Excerpted data —
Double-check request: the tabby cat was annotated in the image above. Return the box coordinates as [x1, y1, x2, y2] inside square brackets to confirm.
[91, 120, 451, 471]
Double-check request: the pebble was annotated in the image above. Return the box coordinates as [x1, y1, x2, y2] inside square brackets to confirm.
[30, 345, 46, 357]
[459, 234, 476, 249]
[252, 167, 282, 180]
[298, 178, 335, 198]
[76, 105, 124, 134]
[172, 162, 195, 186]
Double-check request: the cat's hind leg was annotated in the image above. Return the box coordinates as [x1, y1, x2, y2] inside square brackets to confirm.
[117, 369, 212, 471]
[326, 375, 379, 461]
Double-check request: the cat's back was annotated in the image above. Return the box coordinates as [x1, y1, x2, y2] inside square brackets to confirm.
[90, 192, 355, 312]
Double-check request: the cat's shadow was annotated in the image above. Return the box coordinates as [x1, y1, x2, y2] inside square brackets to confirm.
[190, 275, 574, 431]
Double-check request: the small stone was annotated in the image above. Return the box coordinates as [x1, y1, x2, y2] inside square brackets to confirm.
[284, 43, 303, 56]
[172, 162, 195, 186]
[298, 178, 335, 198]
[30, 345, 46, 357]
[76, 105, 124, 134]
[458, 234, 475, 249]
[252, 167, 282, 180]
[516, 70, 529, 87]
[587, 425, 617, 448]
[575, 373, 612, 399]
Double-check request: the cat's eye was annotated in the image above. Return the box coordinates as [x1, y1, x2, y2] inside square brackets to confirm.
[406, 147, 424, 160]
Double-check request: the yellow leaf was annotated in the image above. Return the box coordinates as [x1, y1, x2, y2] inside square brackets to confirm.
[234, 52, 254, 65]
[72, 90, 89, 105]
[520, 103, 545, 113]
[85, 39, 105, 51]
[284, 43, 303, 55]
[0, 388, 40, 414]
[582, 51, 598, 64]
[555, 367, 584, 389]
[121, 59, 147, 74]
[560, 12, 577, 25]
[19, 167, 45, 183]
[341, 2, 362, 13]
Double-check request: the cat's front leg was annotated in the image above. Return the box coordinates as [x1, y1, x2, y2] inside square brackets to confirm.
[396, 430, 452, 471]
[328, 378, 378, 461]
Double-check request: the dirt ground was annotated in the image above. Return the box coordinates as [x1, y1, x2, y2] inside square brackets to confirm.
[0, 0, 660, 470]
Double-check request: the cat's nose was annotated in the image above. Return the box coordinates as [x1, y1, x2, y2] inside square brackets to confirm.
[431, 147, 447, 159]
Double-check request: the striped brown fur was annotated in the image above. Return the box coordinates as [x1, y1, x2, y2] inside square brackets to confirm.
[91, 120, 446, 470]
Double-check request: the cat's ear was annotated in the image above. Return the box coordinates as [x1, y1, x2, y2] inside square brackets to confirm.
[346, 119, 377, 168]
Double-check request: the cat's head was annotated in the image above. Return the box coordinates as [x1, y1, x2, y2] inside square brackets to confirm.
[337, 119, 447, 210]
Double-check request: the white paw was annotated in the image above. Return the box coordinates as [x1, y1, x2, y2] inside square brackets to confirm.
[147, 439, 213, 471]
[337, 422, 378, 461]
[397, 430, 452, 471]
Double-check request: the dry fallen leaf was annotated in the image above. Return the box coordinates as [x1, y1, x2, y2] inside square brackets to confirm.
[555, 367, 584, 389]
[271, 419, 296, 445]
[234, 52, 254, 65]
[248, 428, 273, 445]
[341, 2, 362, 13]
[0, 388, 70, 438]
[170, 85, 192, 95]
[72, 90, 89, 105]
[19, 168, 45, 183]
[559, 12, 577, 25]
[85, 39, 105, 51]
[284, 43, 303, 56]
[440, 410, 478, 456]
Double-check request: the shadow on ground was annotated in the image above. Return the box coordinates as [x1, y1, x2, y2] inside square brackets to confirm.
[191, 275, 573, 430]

Task prompt — Rewrite the lines above as a JSON list of strings, one string per line, skipping any blank lines.

Task result —
[
  "Double-check request: the tabby cat was annotated in the image above. Return the box coordinates as [x1, y1, x2, y2] inside square brackets to confirm.",
  "[91, 120, 451, 471]",
  "Double-check request: the pebble was annotated in the image above. Return the box coordinates as [x1, y1, x2, y2] inside square brackets to confirm.",
  "[30, 345, 46, 357]",
  "[459, 234, 476, 249]",
  "[252, 167, 282, 180]",
  "[298, 178, 335, 198]",
  "[76, 105, 124, 134]",
  "[172, 162, 195, 186]",
  "Double-check request: the cat's hind leg was annotated in the image above. Return the box coordinates as [x1, y1, x2, y2] inside square brackets to confirm.",
  "[117, 369, 212, 471]",
  "[326, 375, 379, 461]",
  "Double-check request: the cat's back was annotated in the image above. Return the box coordinates as [x1, y1, x2, y2] inside square brackets to confirm.",
  "[90, 192, 355, 312]",
  "Double-check request: the cat's shadow was annotated in the image above. Return the box coordinates as [x1, y1, x2, y2] inside square brackets to confirm.",
  "[190, 275, 574, 431]",
  "Double-check request: the small stone was annotated in the image above. Return the box coordinates as [x1, y1, x2, y2] inside square brackets to confirm.",
  "[284, 43, 303, 56]",
  "[172, 162, 195, 186]",
  "[298, 178, 335, 198]",
  "[30, 345, 46, 357]",
  "[76, 105, 124, 134]",
  "[458, 234, 475, 249]",
  "[252, 167, 282, 180]",
  "[516, 70, 529, 87]",
  "[587, 425, 617, 448]",
  "[575, 373, 612, 399]",
  "Double-check request: the cat's eye was annotated in the image above. Return the box coordinates as [x1, y1, x2, y2] inside square brackets to confirm.",
  "[406, 147, 424, 160]",
  "Double-check request: the yellow leaf was annotated in the image above. Return the box coordinates as [x1, y1, x2, y2] inside square brackets to confirm.",
  "[234, 52, 254, 65]",
  "[72, 90, 89, 105]",
  "[520, 103, 545, 113]",
  "[85, 39, 105, 51]",
  "[284, 43, 303, 55]",
  "[0, 388, 40, 414]",
  "[582, 51, 598, 64]",
  "[555, 367, 584, 389]",
  "[121, 59, 147, 74]",
  "[560, 12, 577, 25]",
  "[19, 167, 45, 183]",
  "[341, 2, 362, 13]",
  "Double-check request: the cat's front leg was annotated in the image above. Return the box coordinates as [x1, y1, x2, y2] inside square brackets to confirm.",
  "[396, 430, 452, 471]",
  "[328, 378, 378, 461]",
  "Double-check request: the dirt ground was annotated in the image above. Return the box coordinates as [x1, y1, x2, y2] inside square brackets to confirm.",
  "[0, 0, 660, 470]",
  "Double-check request: the cat's nose was annotated in the image above. Return the box coordinates as [x1, y1, x2, y2] inside square brackets to confirm.",
  "[431, 147, 447, 159]",
  "Double-check request: the striped brown fur was annotated in the image above. Return the box coordinates as [x1, y1, x2, y2] inside square brackets to confirm.",
  "[91, 120, 446, 470]",
  "Double-check request: the cat's ear was annotated in the image above. Return the box coordinates as [x1, y1, x2, y2] inside square brackets to confirm.",
  "[346, 119, 377, 168]",
  "Double-check request: the cat's head was annotated in the image above. Return the box coordinates as [x1, y1, x2, y2] inside square brackets to confirm.",
  "[337, 119, 447, 210]",
  "Double-check request: the white paw was annotated in the image above. Return the box coordinates as [x1, y1, x2, y2] inside square brackets to confirm.",
  "[147, 439, 213, 471]",
  "[337, 422, 378, 461]",
  "[397, 430, 452, 471]",
  "Double-check request: the dry fallen leaf was annotated in the image above. Return the box coordinates as [x1, y1, x2, y2] inside square brackets to confirm.",
  "[555, 367, 584, 389]",
  "[271, 419, 296, 445]",
  "[234, 52, 254, 65]",
  "[248, 428, 273, 445]",
  "[341, 2, 362, 13]",
  "[0, 388, 70, 438]",
  "[170, 85, 192, 95]",
  "[72, 90, 89, 105]",
  "[19, 168, 45, 183]",
  "[559, 12, 577, 25]",
  "[85, 39, 105, 51]",
  "[284, 43, 303, 56]",
  "[440, 410, 478, 456]",
  "Double-check request: the shadow on ground was annotated in the image above. Return the box coordinates as [x1, y1, x2, y2] inside square brackets to confirm.",
  "[191, 275, 573, 430]"
]